WHAT IS NEEDED:
Arrange every line of the items below into a numbered list, omitting any blank lines.

THE RECORDS:
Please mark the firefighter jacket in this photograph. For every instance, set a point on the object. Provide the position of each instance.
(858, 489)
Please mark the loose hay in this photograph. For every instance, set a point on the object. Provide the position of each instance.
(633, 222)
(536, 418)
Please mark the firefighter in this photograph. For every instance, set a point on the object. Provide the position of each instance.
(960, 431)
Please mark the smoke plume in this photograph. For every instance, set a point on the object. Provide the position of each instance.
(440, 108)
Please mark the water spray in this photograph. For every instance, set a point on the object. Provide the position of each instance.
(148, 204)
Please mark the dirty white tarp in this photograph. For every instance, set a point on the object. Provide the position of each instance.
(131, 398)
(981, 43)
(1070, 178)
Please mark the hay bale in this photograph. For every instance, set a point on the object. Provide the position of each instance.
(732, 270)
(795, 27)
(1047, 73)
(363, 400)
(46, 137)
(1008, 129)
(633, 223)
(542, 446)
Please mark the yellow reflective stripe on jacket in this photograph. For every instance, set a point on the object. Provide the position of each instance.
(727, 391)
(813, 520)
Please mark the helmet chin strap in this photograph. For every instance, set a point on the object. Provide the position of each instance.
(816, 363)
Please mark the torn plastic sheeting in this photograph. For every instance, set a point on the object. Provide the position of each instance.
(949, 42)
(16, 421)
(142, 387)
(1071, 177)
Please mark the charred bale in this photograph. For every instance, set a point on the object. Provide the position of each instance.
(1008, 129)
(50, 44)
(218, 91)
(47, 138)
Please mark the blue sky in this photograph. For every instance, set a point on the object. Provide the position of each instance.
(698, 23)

RESULT:
1. Please mark the firefighter jacket in this photograph. For every instance, set a point on the object. Provide the position of each instance.
2. (858, 489)
3. Please mark the loose hay in this photograph. For every instance, set a point on the object. Provide the position of each instance.
4. (633, 222)
5. (536, 418)
6. Please mark the firefighter in this photograph. For every instance, set a point on the object. Provide the position of each instance.
7. (960, 431)
8. Please mark the smoke plume in this photograph. For every instance, set a point on the object. Provide the position of each instance.
9. (440, 108)
10. Please mark the water spray in this photograph. For every instance, set a point on the object. Provide the position of each instance.
11. (148, 204)
12. Please mark the dirty white tarp in this photograph. For every instance, set a point on the object. Provide the position of each instance.
13. (131, 398)
14. (981, 43)
15. (1070, 178)
16. Please mark the hay bale in this photograph. For every instance, set a point on the object. Provide the position of each instance.
17. (732, 270)
18. (795, 27)
19. (1047, 73)
20. (363, 400)
21. (46, 137)
22. (1008, 129)
23. (633, 223)
24. (542, 446)
25. Please mark the yellow reflective stripe on jacket in this photograph. For every instance, set a point on the object. Provide the position of each instance.
26. (727, 391)
27. (813, 520)
28. Please mark the helmet chin strap in this photograph. For every instance, set a point on the object. Provide the position of each instance.
29. (816, 363)
30. Please mark the torn plastic sheeting in this photograph. For every instance, set a point on the object. Provide the position of each instance.
31. (949, 42)
32. (16, 421)
33. (142, 387)
34. (1071, 177)
35. Please mark the charred bale in this photograph. For every instance, set a point on the object. Provide the position of each instance.
36. (1008, 129)
37. (50, 44)
38. (218, 91)
39. (47, 138)
40. Please mark the blue sky in this photograph. For every instance, set a point on the object. Provide the position of each instance.
41. (698, 23)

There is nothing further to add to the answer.